(DATA RECORDS Opens)

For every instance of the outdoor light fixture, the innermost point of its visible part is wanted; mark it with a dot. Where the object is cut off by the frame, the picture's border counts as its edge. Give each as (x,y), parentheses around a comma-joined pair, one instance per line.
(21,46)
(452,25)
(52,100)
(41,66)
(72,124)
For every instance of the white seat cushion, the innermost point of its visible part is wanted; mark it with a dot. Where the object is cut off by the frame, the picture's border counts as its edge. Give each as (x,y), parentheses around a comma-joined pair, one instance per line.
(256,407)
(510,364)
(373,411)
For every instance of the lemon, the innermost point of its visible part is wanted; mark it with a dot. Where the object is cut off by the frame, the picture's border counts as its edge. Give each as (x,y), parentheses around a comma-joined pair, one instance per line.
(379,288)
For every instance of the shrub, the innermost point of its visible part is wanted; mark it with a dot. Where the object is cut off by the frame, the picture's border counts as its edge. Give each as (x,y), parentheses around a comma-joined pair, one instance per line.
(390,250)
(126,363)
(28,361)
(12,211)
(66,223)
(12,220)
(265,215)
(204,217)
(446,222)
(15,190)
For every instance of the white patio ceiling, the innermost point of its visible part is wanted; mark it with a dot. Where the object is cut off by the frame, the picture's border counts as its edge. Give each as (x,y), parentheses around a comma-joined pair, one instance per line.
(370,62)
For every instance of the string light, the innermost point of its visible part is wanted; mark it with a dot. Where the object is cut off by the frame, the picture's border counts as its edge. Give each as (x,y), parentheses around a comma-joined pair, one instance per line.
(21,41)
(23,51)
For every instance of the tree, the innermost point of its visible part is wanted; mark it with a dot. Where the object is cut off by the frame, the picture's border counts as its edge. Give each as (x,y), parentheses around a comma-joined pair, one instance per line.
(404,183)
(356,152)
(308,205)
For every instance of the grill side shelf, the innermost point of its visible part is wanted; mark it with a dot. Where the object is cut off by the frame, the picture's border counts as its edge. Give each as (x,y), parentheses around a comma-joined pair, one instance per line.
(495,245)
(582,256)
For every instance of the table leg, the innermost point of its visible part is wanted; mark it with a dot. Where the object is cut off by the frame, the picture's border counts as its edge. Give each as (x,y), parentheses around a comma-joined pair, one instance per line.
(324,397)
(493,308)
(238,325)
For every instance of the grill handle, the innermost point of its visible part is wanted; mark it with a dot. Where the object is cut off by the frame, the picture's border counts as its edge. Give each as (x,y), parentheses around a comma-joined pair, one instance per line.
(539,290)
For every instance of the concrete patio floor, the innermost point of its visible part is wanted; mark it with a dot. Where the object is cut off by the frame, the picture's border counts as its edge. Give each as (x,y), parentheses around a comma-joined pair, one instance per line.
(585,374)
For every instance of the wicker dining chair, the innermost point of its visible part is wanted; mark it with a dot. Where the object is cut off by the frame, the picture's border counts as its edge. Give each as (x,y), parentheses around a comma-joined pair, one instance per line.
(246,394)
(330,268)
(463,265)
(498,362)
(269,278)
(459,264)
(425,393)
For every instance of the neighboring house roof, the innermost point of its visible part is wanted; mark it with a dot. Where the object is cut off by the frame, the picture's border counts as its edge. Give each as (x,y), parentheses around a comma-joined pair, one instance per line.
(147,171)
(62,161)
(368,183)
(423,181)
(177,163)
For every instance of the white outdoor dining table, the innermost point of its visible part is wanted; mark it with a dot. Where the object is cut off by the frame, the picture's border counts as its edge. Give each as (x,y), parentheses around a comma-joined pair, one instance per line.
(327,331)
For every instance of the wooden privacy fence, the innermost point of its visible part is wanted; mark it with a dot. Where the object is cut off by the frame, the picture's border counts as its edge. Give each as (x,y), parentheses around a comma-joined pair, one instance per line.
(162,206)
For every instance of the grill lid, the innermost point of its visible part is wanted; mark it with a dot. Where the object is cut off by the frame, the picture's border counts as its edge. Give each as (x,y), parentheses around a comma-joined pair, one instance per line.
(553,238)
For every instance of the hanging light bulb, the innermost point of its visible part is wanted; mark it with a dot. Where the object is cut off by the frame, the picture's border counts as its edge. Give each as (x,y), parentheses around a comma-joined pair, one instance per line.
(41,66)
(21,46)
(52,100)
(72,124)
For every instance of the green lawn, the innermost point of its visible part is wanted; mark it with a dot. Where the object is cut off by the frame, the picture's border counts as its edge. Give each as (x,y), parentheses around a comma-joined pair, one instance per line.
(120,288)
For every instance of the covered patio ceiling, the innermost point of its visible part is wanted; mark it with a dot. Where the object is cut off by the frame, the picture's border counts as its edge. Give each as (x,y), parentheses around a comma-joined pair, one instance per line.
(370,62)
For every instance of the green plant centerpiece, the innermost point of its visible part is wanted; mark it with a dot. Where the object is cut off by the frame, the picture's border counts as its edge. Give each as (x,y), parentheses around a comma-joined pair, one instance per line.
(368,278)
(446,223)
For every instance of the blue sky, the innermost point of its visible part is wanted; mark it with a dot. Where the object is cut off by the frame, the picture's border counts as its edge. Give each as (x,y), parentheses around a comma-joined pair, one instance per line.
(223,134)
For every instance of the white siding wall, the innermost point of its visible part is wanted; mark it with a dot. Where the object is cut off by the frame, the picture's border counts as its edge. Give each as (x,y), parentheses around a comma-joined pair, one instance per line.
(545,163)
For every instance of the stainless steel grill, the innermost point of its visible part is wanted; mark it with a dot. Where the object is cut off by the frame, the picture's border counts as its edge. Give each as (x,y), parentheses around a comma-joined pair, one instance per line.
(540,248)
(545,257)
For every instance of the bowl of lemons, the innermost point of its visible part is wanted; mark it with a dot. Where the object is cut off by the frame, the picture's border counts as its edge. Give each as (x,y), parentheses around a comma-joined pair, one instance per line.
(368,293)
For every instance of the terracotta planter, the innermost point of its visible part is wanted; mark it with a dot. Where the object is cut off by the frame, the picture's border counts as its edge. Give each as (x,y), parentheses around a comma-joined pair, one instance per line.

(DATA RECORDS Closes)

§ **YOUR GOAL**: Your task is to reproduce all of the records exactly.

§ **SOLUTION FOR THIS TASK**:
For every instance of the outdoor light fixture, the innermost point of its visible part is wanted; mark it with a dot. Where the object is cut off by the frame, the picture's border counts as its edge. Give each as (x,y), parentheses around a comma-joined pair, one instance per line.
(21,46)
(452,25)
(52,100)
(41,66)
(72,124)
For every instance of the white seat cushion, the innermost point of its visible part is wanted; mark it with a dot. Where the object is cut off by the frame, the picture's border counts as its edge. Give each as (x,y), parentheses around a comma-joined pair, one instance per line.
(256,407)
(510,364)
(373,411)
For every instance of the lemon, the innermost point of its visible part is wanted; mark it with a dot. Where the object is cut off by the frame, the picture's border counts as its edge. Give each as (x,y), parentheses around a comma-joined pair, one instance per line.
(379,288)
For every instance of the shrub, the innermost point of its visible part is wanted; mark it with a dot. Where the object is cut off by the frame, the picture's border counts as its edge. Give each as (x,y), parentheses around a comma-joined pair, one instance per line.
(390,250)
(126,363)
(28,361)
(12,211)
(66,223)
(12,220)
(265,215)
(204,217)
(446,222)
(15,190)
For every instance of the white patio ceiling, the innermost point of its visible part is wanted; mark it with a dot. Where the object is cut off by the frame, the picture's border counts as its edge. Give each as (x,y), parentheses around a comma-joined pair, one instance per line.
(370,62)
For every instance of the string light, the innermost point of its visible part is wanted; mark it with a dot. Where the object is cut off by the frame, the picture's border counts as its edge. Give each as (x,y), parentheses around a comma-joined pair, one instance per line.
(21,41)
(23,51)
For every instance of the tree, the innermost point of its visible part is wanted; mark it with a dot. Where the object is cut off by the frame, the picture's border counts as its edge. Give each as (x,y), parentheses around a comma-joined pair, one instance per line.
(404,183)
(356,152)
(308,205)
For every instance of the grill side shelf, the innermost point of its visible part is wanted; mark it with a dot. Where the object is cut off by the frame, the picture's border counts as its edge. Give each as (x,y), parentheses around a comma-joined pair, one instance per line.
(495,245)
(582,256)
For every instance of the table leg, the innermost point of its visible part is wanted; mark it with a dot. Where the object is cut off by the frame, the picture's border counts as its edge. Give each as (x,y), parentheses around a comma-joined pair, one instance per line.
(324,397)
(493,308)
(238,325)
For every instance of the grill handle, the innermost point of its visible part is wanted; mark it with a dot. Where the object is cut off by the frame, the picture's border counts as its edge. Give each as (x,y), parentheses around a comma-joined pair, one instance per line.
(539,290)
For every instance of the concrete patio floor, the innermost point of its visible part is wanted; mark it with a dot. Where the object is cut off by the frame, the picture's border counts as its edge. Give each as (x,y), parentheses around a comma-joined pair, one instance per line.
(585,374)
For every instance of the wicker dining chair, the innermost point of its visible part is wanted; mark it with a dot. Where the object is cut off by the frame, the picture's border counts as its edge. Give each as (x,y), parentheses around a comma-joined pair, one instance per line.
(246,394)
(330,268)
(463,265)
(498,362)
(269,278)
(459,264)
(425,393)
For every instance of the neighboring house roof, the innermost point of its visible part is wanted; mark it with a dot. Where the object is cut off by the frame, the picture's border counts as its edge. Give each as (x,y), parentheses around a comma-joined pair, one instance per line.
(147,171)
(62,161)
(368,183)
(423,181)
(177,163)
For every instance of the white outdoor dining table, the innermost point of its visible part is wanted; mark it with a dot. Where the object is cut off by the frame, the picture's border counts as its edge. Give each as (x,y), parentheses around a comma-joined pair, one instance per line.
(327,331)
For every instance of the wooden privacy fence, the innermost point of its visible part is wanted; mark it with a dot. Where the object is cut off by the frame, the picture's border counts as its edge. Give each as (x,y), parentheses around a comma-joined pair, one instance per line.
(162,206)
For every instance of the grill lid, the innermost point of its visible part is wanted; mark it with a dot. Where the object is cut off by the frame, the picture's border counts as its edge. Give each as (x,y), parentheses around a comma-joined pair, one instance per line.
(553,238)
For every instance of the hanging light bulb, the innermost point of its visible part is wanted; mark it with a dot. Where the object is cut off by the frame, the picture's border counts as its edge. Give each as (x,y), parentheses around a comma-joined pair, one instance per line.
(41,66)
(21,46)
(52,100)
(72,124)
For every instance of the green lawn, the innermost point of its visible part is wanted; mark it with a dot. Where the object is cut off by the frame, the picture's border counts as its edge. Give each as (x,y), parentheses around a comma-joined pair, one instance per line.
(120,288)
For every instance of the covered patio ceiling, the innermost point of its visible part is wanted; mark it with a dot. Where the object is cut off by the frame, the picture's border counts as its edge. Give each as (x,y), parentheses around a comma-joined pair, one instance per line.
(370,62)
For every instance of the green plant centerpiece, the innermost point of its visible part is wanted; mark it with a dot. Where the object is cut off by the frame, the picture's border counts as its edge. Give each as (x,y), parentheses around a comma-joined pair, one instance per line.
(368,278)
(446,223)
For every instance of the blue sky, the innermost point of its visible part is wanted; mark it with a dot. Where the object is cut off by the frame, the picture's border counts as its edge. Give each as (x,y), parentheses around a comma-joined pair, one instance per line.
(223,134)
For every instance of the white siding wall, the innermost point of its visible part is wanted; mark it with a dot. Where the object is cut off by the frame, the picture's border counts as its edge. Give each as (x,y), parentheses around a comma-joined pair, one instance per line.
(545,163)
For every instance of the stainless steel grill, the innermost point of its visible part is wanted; mark it with a dot. Where the object is cut off by the frame, the picture's border counts as its edge. Give each as (x,y), parentheses around a comma-joined pair, one instance per line.
(540,248)
(545,257)
For every instance of the bowl of lemons, the innermost point of its visible part is wanted; mark it with a dot. Where the object is cut off by the frame, the picture's border counts as its edge. Give each as (x,y), parentheses around a comma-joined pair, one instance per line.
(368,293)
For every instance of the terracotta planter, the innermost point of its visible part is wanted; mark it with a dot. Where the object is cut off by the frame, the picture's border counts as its edge. Give each as (x,y), parentheses around a comma-joined pair, one instance per line.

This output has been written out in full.